Every record that follows must be duplicated exactly, with images left out.

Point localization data
★ ★ ★ ★

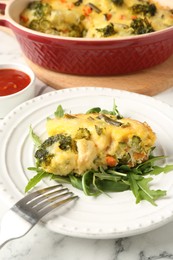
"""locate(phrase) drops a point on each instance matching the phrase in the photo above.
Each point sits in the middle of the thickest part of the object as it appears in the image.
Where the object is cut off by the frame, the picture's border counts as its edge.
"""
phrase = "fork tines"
(43, 201)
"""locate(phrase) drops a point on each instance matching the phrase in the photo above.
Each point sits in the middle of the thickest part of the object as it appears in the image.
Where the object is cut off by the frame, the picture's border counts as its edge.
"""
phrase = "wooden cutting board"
(149, 82)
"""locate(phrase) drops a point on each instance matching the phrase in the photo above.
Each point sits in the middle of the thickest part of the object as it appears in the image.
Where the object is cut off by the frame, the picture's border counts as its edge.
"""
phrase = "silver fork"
(23, 216)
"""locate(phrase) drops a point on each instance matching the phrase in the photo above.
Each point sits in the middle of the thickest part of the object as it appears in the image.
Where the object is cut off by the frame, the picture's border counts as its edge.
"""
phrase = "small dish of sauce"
(17, 85)
(12, 81)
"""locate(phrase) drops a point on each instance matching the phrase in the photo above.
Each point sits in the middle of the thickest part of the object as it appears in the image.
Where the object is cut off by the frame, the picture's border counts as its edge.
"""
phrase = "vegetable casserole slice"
(81, 142)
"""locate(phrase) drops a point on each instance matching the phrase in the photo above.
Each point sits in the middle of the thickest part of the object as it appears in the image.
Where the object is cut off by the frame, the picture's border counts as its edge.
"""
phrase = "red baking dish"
(84, 56)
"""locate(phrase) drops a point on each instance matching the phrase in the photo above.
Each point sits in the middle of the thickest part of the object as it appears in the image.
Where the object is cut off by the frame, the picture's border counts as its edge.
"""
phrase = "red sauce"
(12, 81)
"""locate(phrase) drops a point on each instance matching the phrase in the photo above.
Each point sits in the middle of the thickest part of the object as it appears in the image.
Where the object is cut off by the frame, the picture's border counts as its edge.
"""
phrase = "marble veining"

★ ★ ★ ★

EXERCISE RESPONSE:
"""locate(phrase) drops a point on each instance matching the phrase in the photo above.
Each point sits in the middle of the thickest part of the object as it appears in the image.
Where the object is cut off by the frame, the picture's border counts as its edge.
"""
phrase = "fork tines"
(43, 201)
"""locate(phrase) drops a point on each instance matching the phrase in the photo above.
Each point sits in the middle of the thickest part of the object as it appears in the image.
Where the object is cut off by the frame, the picture's border counts as its edge.
"""
phrase = "wooden cutting board"
(149, 82)
"""locate(phrase) drops a point on each instance matching the phrase in the photo above.
Each point sits in the middle of the thickest part of the object as it appears in the image.
Where the object is cut off by the frame, the picture's border counts as its edge.
"""
phrase = "silver fork"
(23, 216)
"""locate(phrase) drops a point on each instance matching the phrase in the photo above.
Each point sits in the middle of the thickest part of the object as it appears in the image.
Where the object is cut off by the frame, the picture's border counts as its edge.
"""
phrase = "small dish of sauce"
(17, 85)
(12, 81)
"""locate(phrase) drops a point on each instance matching the phrase in the photo above.
Each point sits in the middle of the thickest part of the object as it appears in the image.
Where the object is cut off by the frame, the picture's border counts as its edge.
"""
phrase = "vegetable casserole slice"
(81, 142)
"""locate(phrase) drops a point on each instance matching the phrase in the photo above.
Each point sits in the middle of the thickest part of the object as it appears in the image.
Where the object is cut off by the frame, the picture's border counts as its edge.
"""
phrase = "red baking dish"
(84, 56)
"""locate(phrase) drops a point on each instance matching the phrase in the photo above.
Each point sits in the middle of the thickest part of the object as it appears in the image.
Where the object is cut off by the frame, the picture's border counts as its edge.
"""
phrase = "red sauce"
(12, 81)
"""locate(phrase) drops a point on each instance matching the phrase in the photo above.
Each point sits in the middle of the thickest part of the object as it appears in the image.
Where the object is cut off by the frame, the picture's border counts as its edge.
"""
phrase = "marble veining"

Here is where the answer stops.